Data items
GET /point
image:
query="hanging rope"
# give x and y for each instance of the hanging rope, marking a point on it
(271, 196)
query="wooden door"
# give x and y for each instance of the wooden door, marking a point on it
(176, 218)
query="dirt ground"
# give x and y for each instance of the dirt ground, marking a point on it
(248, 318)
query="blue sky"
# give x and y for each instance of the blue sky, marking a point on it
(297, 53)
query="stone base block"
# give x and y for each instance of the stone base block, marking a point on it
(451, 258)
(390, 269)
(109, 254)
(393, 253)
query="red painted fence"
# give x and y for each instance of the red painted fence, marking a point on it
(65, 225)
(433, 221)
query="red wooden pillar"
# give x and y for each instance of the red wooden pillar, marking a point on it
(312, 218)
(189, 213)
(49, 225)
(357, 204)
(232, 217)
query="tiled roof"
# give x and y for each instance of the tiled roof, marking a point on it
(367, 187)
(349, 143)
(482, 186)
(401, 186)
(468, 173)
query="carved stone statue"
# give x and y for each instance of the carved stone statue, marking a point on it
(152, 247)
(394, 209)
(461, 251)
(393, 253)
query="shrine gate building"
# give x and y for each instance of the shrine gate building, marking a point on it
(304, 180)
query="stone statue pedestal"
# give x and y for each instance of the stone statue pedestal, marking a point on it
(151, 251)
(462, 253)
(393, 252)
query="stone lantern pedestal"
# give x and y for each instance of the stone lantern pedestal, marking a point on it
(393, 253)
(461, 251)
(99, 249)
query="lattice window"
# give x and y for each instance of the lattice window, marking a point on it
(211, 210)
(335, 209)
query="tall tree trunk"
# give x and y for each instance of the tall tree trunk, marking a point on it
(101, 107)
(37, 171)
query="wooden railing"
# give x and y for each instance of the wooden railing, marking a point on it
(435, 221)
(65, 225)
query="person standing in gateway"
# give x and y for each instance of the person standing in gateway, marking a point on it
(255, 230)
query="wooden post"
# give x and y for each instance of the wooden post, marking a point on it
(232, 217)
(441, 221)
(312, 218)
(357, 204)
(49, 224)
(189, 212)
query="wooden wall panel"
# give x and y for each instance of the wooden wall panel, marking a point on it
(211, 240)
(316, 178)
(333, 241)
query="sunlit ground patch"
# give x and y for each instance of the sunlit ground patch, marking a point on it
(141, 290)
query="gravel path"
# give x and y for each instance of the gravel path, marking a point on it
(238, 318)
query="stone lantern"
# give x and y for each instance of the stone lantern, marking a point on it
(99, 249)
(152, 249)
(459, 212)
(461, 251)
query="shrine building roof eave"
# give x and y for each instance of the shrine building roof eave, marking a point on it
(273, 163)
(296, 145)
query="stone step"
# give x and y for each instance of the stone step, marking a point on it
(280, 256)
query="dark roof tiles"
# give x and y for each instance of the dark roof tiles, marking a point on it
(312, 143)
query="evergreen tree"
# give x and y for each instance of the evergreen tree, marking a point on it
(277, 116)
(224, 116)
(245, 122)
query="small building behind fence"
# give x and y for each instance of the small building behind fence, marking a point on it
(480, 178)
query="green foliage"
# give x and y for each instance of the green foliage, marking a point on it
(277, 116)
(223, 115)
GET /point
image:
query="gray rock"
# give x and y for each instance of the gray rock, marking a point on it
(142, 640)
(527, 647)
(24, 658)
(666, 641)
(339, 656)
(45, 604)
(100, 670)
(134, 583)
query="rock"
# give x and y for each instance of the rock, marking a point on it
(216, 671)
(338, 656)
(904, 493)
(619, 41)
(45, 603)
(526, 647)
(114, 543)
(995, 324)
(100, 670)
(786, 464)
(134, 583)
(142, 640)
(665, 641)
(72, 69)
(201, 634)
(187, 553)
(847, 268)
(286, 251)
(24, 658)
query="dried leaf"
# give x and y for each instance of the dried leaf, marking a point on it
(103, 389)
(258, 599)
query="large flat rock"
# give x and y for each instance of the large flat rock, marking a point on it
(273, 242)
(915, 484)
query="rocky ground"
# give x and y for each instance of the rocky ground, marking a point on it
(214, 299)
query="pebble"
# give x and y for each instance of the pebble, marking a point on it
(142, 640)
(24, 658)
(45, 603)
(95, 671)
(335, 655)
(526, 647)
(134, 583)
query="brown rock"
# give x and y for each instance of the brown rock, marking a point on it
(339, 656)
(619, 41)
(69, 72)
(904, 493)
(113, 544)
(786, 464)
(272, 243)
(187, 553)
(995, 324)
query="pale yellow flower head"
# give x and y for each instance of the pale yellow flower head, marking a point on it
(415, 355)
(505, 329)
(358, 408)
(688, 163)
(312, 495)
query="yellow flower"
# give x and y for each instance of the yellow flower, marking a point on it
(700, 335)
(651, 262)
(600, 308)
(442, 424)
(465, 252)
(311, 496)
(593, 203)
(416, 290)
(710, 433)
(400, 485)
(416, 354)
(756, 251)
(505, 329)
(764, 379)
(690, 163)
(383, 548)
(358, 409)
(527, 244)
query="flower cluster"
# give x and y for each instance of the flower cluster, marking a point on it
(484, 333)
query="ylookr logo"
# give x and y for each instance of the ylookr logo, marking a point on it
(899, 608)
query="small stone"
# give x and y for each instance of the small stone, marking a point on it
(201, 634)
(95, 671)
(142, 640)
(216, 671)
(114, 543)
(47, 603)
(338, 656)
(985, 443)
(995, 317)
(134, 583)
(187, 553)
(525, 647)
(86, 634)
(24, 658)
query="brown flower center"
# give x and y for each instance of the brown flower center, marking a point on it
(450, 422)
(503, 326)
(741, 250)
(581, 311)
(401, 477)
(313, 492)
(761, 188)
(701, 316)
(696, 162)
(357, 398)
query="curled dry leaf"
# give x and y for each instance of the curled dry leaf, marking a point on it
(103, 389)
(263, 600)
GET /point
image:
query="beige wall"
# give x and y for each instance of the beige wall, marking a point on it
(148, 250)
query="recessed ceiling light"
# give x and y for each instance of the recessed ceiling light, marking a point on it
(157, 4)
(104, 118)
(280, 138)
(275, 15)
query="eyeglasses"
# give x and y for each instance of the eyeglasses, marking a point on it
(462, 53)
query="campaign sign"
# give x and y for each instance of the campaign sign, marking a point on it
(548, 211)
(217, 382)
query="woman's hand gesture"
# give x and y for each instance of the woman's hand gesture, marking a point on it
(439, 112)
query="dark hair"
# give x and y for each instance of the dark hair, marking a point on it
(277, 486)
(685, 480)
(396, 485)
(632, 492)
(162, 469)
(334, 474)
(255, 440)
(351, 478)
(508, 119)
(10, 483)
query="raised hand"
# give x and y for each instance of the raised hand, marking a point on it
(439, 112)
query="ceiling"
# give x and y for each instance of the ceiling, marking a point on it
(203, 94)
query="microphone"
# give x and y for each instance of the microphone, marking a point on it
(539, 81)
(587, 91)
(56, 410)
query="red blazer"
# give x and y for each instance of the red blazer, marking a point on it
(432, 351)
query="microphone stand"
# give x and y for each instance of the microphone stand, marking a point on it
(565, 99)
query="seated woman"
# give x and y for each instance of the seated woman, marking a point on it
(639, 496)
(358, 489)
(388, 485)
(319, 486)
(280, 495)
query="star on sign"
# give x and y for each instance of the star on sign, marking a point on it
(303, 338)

*PROBLEM*:
Copy the records above exactly as they appear.

*EXPECTED ANSWER*:
GET /point
image:
query="hanging rope"
# give x and y for each instance of the hanging rope, marking a point on it
(271, 196)
query="wooden door"
# give x and y for each instance of the wooden door, marking a point on it
(176, 218)
query="dirt ground"
# give x and y for each instance of the dirt ground, marking a point on it
(248, 318)
query="blue sky"
# give x and y for each instance of the blue sky, marking a point on it
(297, 53)
query="stone base block"
# give x and y for each instance of the stone base block, marking a point on it
(451, 258)
(390, 269)
(109, 254)
(393, 253)
query="red painted fence"
# give x and y for each instance of the red painted fence, marking a point on it
(65, 225)
(433, 221)
query="red wooden pillar"
# give x and y for each instance of the red wooden pillar, marking a point on it
(312, 218)
(189, 213)
(49, 225)
(357, 204)
(232, 217)
query="tiled roof"
# give x and y for each instance of the tiled roof, marking a point on it
(367, 187)
(349, 143)
(482, 186)
(401, 186)
(468, 173)
query="carved stone statue"
# give x and y for each instance of the carved stone statue, marking a point on it
(152, 247)
(394, 209)
(461, 251)
(393, 253)
query="shrine gate building"
# give x and y for each instance of the shrine gate building, marking a point on it
(304, 180)
query="stone statue pedestal"
# give x and y for each instance of the stone statue pedestal, marking a point on it
(151, 251)
(462, 253)
(393, 252)
query="stone lantern pedestal"
# give x and y for each instance of the stone lantern pedestal, marking a point on it
(393, 253)
(461, 251)
(99, 249)
query="lattice window"
# give x and y for each instance of the lattice window, marking a point on it
(211, 210)
(335, 209)
query="tall tree trunk"
# give x and y for each instance of the tall tree trunk, marking a point on it
(101, 107)
(37, 171)
query="wooden railing"
# give x and y for each instance of the wooden railing, marking a point on it
(435, 221)
(65, 225)
query="person standing in gateway"
# give x and y for each instance of the person standing in gateway, marking a point on it
(255, 230)
query="wooden post"
# give x and y for each instance of the wooden post, marking a point on it
(232, 217)
(441, 221)
(312, 218)
(357, 204)
(49, 224)
(189, 212)
query="wooden wall panel"
# give x and y for each instance of the wooden wall panel, marking a point on it
(211, 240)
(316, 178)
(333, 241)
query="sunlit ground patch"
# give x and y for each instance of the sunlit ground patch, marking a point on it
(141, 290)
query="gravel path"
# give x and y for each instance of the gravel path, marking a point on it
(238, 318)
query="stone lantern"
# give x and y for each instance of the stone lantern, marking a point on it
(99, 249)
(152, 249)
(459, 212)
(461, 251)
query="shrine building roof eave"
# give x and y for each instance of the shrine building roof eave, marking a point on it
(273, 163)
(296, 145)
query="stone step"
# give x and y for each instance of the stone step, marking a point on it
(280, 256)
query="dark roof tiles"
# give x and y for each instance of the dark roof tiles, marking a point on it
(312, 143)
query="evergreen tree"
# give x and y for each instance of the evergreen tree, marking a point on it
(277, 116)
(224, 116)
(245, 122)
query="small building behind fence"
# give x and y for each instance of the small building behind fence, marking a point on it
(480, 178)
query="green foliage"
# give x and y for each instance of the green foliage, marking a point on it
(277, 116)
(223, 115)
GET /point
image:
query="gray rock"
# give x and y for each instance of the gray rock, marking a point on it
(142, 640)
(527, 647)
(24, 658)
(666, 641)
(339, 656)
(45, 604)
(100, 670)
(134, 583)
query="rock"
# give x and y for each instance of the rock, marking a point on it
(216, 671)
(338, 656)
(904, 493)
(619, 41)
(45, 603)
(526, 647)
(114, 543)
(995, 324)
(100, 670)
(786, 464)
(134, 583)
(142, 640)
(665, 641)
(72, 69)
(201, 634)
(187, 553)
(847, 268)
(286, 251)
(24, 658)
query="dried leaf"
# give x and y for each instance of the dried leaf, marking a point on it
(103, 389)
(258, 599)
query="large flat rock"
# give x and y for each instance of the large flat rock, marking a point on it
(273, 242)
(915, 484)
query="rocky ground"
# give x and y for each instance of the rocky ground, marking a point on it
(214, 299)
query="pebble"
# give x and y for each instance of the pebble, marking a point on it
(142, 640)
(24, 658)
(45, 603)
(95, 671)
(335, 655)
(526, 647)
(134, 583)
query="brown rock"
# give x and y for each instance of the brown rock, marking a point on it
(339, 656)
(619, 41)
(69, 72)
(904, 493)
(113, 544)
(786, 464)
(272, 243)
(187, 553)
(995, 324)
query="pale yellow flower head"
# give x and y for each instance of the pale yellow flower head, marking a point on it
(415, 355)
(505, 329)
(358, 408)
(688, 163)
(312, 495)
query="yellow flower"
# give x and y for each instance of the yellow flower, marking a point on it
(700, 335)
(651, 262)
(600, 308)
(442, 424)
(465, 252)
(311, 496)
(593, 203)
(416, 290)
(710, 433)
(400, 485)
(416, 354)
(756, 251)
(505, 329)
(764, 379)
(690, 163)
(383, 548)
(358, 409)
(527, 244)
query="flower cluster"
# give x and y for each instance of the flower cluster, marking a point on it
(484, 333)
query="ylookr logo"
# give x and y for each instance of the ylookr logo, marking a point on it
(899, 608)
query="small stone"
# give x and y for each instance of the small stone, marking a point on it
(201, 634)
(95, 671)
(142, 640)
(216, 671)
(114, 543)
(47, 603)
(338, 656)
(985, 443)
(995, 317)
(134, 583)
(187, 553)
(525, 647)
(86, 634)
(24, 658)
query="brown flower center"
# give x and y for each instance of the brown flower center, marking a point on it
(450, 422)
(503, 326)
(741, 250)
(581, 311)
(401, 477)
(313, 492)
(761, 188)
(701, 316)
(696, 162)
(357, 398)
query="curled dry leaf"
# give x and y for each instance of the curled dry leaf, marking a point on it
(103, 389)
(263, 600)
GET /point
image:
query="beige wall"
# give x and y for each instance of the beige wall, marking a point on it
(148, 250)
query="recessed ceiling light"
# give x and y for each instance of the recessed ceiling light, marking a point on it
(157, 4)
(104, 118)
(280, 138)
(275, 15)
query="eyeglasses"
# give x and y for each instance of the eyeglasses, marking a point on it
(462, 53)
query="campaign sign"
# give x and y for each instance of the campaign sign, marking a point on it
(548, 211)
(217, 382)
query="woman's hand gesture"
# give x and y for each instance of the woman's hand gesture, marking a point on it
(439, 112)
query="dark hair"
# give x and y for each instance of the dark hair, marking a point on it
(277, 486)
(685, 480)
(396, 485)
(632, 492)
(162, 469)
(334, 474)
(255, 440)
(351, 478)
(508, 119)
(10, 483)
query="raised hand"
# give x and y for each instance of the raised hand, marking a point on it
(439, 112)
query="ceiling"
# give x and y for each instance of the ceiling, marking a point on it
(203, 94)
query="microphone"
# give x and y for each instance of the microphone, marking a point on it
(539, 81)
(587, 91)
(56, 410)
query="red blazer"
# give x and y for each instance of the red blazer, marking a point on it
(432, 351)
query="microphone stand"
# give x and y for each instance of the microphone stand, marking a point on it
(565, 99)
query="seated woman"
# give x and y for each instance of the seated woman, marking a point on it
(639, 496)
(358, 489)
(388, 485)
(319, 486)
(280, 495)
query="star on sign"
# give x and y for each instance of the star on sign, marking a point on it
(303, 338)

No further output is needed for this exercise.